• **Written request**
Produce an exact copy of the lines from the line containing "the car door" through the last line of the entries below, and only those lines.

(Dataset entries)
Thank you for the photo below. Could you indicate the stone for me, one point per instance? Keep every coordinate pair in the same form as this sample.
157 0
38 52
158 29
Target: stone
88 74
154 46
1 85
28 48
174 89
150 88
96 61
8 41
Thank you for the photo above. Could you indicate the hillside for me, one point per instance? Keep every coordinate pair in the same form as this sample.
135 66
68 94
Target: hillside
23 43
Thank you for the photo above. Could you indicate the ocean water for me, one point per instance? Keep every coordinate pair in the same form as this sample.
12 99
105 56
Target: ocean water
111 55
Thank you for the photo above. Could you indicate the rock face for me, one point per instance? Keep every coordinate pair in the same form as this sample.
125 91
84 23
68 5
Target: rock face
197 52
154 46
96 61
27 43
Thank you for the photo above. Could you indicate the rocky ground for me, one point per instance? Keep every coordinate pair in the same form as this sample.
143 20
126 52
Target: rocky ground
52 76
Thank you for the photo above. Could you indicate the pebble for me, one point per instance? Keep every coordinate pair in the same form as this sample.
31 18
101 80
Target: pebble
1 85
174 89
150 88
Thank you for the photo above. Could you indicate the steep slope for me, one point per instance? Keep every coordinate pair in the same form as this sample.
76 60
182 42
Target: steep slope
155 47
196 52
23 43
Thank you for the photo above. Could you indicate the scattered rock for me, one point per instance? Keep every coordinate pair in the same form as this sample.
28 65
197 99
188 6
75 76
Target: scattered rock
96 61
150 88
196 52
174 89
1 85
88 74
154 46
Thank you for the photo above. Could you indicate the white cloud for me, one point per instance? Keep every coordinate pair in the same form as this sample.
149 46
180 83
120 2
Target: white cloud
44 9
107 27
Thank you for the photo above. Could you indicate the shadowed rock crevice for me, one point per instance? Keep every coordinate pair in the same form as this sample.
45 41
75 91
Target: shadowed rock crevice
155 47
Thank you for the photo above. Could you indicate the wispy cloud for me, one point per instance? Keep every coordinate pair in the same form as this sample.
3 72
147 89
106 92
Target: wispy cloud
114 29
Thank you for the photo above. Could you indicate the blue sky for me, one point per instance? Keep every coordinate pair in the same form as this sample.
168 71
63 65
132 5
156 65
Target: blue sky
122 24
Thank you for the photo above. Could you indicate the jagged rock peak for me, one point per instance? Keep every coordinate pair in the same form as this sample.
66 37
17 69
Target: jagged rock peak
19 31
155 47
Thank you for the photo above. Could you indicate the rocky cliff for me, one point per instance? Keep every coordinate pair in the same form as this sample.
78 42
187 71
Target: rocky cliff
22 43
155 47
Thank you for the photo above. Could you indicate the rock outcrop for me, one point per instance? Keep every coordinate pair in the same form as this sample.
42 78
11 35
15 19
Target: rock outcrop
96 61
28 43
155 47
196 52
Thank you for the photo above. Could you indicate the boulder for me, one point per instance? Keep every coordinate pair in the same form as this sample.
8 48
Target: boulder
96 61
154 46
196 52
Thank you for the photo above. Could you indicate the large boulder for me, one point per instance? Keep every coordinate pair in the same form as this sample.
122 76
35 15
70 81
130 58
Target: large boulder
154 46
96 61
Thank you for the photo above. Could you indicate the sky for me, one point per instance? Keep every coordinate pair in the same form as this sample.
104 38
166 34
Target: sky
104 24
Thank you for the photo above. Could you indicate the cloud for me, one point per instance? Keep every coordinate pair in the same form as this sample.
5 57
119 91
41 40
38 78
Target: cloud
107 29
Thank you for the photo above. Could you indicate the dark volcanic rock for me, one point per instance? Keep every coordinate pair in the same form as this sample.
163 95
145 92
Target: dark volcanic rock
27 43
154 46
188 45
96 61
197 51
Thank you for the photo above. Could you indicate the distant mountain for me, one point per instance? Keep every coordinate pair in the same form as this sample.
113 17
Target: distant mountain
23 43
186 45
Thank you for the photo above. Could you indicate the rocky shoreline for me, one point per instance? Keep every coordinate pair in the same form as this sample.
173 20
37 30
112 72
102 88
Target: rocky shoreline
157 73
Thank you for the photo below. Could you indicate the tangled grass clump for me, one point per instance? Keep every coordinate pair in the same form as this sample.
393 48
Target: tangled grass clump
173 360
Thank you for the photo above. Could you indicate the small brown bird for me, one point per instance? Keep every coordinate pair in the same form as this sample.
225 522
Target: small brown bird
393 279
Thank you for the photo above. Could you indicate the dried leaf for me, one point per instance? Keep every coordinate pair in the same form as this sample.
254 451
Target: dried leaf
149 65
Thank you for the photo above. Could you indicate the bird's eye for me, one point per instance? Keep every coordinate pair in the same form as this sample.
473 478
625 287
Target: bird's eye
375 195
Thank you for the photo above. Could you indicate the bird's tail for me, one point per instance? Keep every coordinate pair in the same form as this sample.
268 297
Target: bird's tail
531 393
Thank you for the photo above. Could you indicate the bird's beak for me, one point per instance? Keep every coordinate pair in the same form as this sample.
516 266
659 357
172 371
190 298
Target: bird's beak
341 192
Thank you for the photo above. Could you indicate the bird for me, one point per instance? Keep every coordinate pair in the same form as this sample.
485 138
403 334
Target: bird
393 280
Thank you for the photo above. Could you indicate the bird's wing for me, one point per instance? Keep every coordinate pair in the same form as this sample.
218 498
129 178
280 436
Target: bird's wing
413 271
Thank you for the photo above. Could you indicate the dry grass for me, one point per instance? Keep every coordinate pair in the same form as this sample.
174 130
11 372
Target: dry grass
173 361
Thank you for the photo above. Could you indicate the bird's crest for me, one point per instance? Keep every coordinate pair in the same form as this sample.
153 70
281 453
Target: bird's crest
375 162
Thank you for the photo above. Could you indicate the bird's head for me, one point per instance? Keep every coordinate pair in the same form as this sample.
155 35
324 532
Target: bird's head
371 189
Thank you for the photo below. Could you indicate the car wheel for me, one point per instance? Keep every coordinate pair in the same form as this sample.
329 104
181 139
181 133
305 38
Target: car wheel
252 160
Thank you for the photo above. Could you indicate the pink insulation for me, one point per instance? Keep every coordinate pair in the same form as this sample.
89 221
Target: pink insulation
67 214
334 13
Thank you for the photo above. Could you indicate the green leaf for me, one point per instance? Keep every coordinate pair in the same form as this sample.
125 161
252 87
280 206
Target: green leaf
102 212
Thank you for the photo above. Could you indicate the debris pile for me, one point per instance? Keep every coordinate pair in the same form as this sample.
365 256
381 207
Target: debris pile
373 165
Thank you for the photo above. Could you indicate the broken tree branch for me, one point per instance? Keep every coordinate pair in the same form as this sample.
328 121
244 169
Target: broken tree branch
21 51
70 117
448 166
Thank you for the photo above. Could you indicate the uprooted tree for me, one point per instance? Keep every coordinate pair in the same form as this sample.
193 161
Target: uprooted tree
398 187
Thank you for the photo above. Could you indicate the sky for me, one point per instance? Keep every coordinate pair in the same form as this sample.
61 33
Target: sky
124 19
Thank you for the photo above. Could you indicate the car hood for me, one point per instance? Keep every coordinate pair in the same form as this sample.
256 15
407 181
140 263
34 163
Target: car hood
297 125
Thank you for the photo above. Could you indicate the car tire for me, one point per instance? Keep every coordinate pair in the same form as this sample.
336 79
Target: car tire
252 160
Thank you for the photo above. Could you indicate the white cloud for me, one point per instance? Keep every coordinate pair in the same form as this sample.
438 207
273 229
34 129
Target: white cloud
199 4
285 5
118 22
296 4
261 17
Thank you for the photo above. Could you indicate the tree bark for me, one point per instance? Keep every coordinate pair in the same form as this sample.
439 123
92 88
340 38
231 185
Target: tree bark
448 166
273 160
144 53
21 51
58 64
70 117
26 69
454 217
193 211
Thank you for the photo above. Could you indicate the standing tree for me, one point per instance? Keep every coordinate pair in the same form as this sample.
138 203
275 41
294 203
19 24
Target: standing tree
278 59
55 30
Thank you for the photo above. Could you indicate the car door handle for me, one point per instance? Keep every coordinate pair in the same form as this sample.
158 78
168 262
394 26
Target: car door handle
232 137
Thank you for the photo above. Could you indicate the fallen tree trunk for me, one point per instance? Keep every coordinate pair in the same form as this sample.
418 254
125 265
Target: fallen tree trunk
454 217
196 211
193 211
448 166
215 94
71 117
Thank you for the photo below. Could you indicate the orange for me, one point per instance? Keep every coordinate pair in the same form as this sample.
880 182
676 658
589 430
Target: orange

• **Reply**
Thank you for the photo above. Could you indicate the car door handle for me, one point per instance? Keep every coordinate pair in the same form as this sample.
158 78
168 262
394 26
Target: car door handle
232 137
Thank you for the photo above. Could you indicate the fallen tree trunk for me, one point per instance? Keep every coordinate pair in the same form as this sample.
418 254
125 265
Target: fallen tree trunk
454 217
196 211
193 211
448 166
215 94
71 117
Thank you for the photo below. Could you indicate the orange for me, one point per instance? Keep every coordinate pair in the same form as this sample.
880 182
676 658
589 430
Target: orange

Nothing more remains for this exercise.